● AUFGABEN:
1. An welchem Tag trug Stephan Weil laut dem Artikel über Weil und VW seine Regierungserklärung zum Abgasskandal im Landtag vor?
2. Schreib aus dem Artikel über Weil und VW den Abschnitt ab, der bei den Worten „Stephan Weils Sprecherin“ einsetzt und nach „Schuldirektor vorlegen müssen.“ endet.

● AUSGANGSTEXT:
▽

Aufgehübscht?

Stephan Weils Sprecherin widerspricht Vorwürfen einer Zensur durch VW

  • Hagen Jung
  • Lesedauer: 3 Min.

Vergabeaffäre, Dieselärger, Regierungskrise durch eine abtrünnige Grüne - und schon gibt’s die nächste Klatsche für Niedersachsens Ministerpräsidenten Stephan Weil (SPD). Eine, die in jüngerer Vergangenheit gründet und jetzt durch einen Text in »Bild am Sonntag« (BamS) auf den Tisch gekommen ist. Der Vorwurf: Weil habe eine Regierungserklärung zum Abgasskandal vom VW-Werk »weichspülen« lassen, ehe er sie am 13. Oktober 2015 im Landtag vortrug. Wie die Macher einer Schülerzeitung, die vor der Veröffentlichung des Blattes ihre Werke erst dem Schuldirektor vorlegen müssen.

Hatte der Regierungschef nicht die Courage, die Stellungnahme vor dem Parlament abzugeben, ohne sie zuvor bei VW durchsehen zu lassen? Riecht nach Unsicherheit und Zensur. Hatte sich Weil einer solchen unterworfen, weil er auch Aufsichtsratsmitglied des Konzerns ist und Angst hatte, er könne in seiner Erklärung die in jenem Gremium herrschende Verschwiegenheitspflicht verletzen?

Weil weist Vorwürfe in dieser Richtung zurück. BamS jedoch zitiert einen angeblichen VW-Mitarbeiter: »Wir haben die Rede umgeschrieben und weichgespült.« Und, so beruft sich die Zeitung auf ihr vorliegende Unterlagen, bei VW sei Weils Redeentwurf »aufgehübscht« worden. Man habe »problematische Passagen« durch »positivere Formulierungen« ersetzt.

△

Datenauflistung
▽

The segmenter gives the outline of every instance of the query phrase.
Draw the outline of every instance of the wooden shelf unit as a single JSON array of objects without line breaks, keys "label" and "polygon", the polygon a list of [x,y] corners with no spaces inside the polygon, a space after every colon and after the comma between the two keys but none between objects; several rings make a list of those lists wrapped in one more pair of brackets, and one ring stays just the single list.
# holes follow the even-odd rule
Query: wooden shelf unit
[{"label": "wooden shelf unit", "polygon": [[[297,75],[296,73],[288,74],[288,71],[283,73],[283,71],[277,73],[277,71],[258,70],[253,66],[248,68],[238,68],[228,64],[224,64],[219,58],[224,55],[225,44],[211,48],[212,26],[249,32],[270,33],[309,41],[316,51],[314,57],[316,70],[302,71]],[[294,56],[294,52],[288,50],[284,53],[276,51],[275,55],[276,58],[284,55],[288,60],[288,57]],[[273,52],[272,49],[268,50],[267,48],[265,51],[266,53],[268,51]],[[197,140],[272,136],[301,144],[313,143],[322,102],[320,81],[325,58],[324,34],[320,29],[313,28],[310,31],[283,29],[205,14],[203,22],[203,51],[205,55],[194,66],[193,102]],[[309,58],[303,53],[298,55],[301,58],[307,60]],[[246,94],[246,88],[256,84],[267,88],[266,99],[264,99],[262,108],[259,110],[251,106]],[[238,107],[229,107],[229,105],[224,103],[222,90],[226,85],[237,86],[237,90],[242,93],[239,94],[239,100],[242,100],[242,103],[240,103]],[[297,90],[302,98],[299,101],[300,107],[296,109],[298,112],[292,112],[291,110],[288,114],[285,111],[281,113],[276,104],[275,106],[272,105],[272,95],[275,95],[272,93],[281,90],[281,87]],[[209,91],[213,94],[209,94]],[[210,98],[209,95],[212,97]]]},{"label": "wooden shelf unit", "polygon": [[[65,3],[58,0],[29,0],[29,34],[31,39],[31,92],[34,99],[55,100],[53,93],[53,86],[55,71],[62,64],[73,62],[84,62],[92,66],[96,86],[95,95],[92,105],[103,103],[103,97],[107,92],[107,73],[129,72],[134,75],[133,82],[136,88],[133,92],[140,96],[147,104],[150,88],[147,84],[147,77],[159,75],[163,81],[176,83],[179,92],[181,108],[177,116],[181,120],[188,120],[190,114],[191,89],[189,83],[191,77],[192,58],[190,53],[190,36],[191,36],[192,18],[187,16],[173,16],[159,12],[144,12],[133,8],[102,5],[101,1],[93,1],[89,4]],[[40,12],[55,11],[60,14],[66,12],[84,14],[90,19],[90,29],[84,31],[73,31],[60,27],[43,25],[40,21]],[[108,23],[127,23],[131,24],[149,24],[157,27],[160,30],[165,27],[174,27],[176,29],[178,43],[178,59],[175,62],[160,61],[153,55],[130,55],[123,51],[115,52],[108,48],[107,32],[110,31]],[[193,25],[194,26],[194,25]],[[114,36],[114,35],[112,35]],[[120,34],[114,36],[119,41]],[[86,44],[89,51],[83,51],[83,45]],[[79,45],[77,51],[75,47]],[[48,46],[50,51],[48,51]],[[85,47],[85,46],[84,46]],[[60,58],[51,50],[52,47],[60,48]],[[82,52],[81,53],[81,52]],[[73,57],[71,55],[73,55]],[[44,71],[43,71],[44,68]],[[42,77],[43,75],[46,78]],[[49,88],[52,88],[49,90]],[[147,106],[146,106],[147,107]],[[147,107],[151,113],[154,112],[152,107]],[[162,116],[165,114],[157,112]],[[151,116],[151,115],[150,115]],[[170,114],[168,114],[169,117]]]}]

△

● LÖSUNGEN:
1. Am 13. Oktober 2015.

2.
Stephan Weils Sprecherin widerspricht Vorwürfen einer Zensur durch VW

  • Hagen Jung
  • Lesedauer: 3 Min.

Vergabeaffäre, Dieselärger, Regierungskrise durch eine abtrünnige Grüne - und schon gibt’s die nächste Klatsche für Niedersachsens Ministerpräsidenten Stephan Weil (SPD). Eine, die in jüngerer Vergangenheit gründet und jetzt durch einen Text in »Bild am Sonntag« (BamS) auf den Tisch gekommen ist. Der Vorwurf: Weil habe eine Regierungserklärung zum Abgasskandal vom VW-Werk »weichspülen« lassen, ehe er sie am 13. Oktober 2015 im Landtag vortrug. Wie die Macher einer Schülerzeitung, die vor der Veröffentlichung des Blattes ihre Werke erst dem Schuldirektor vorlegen müssen.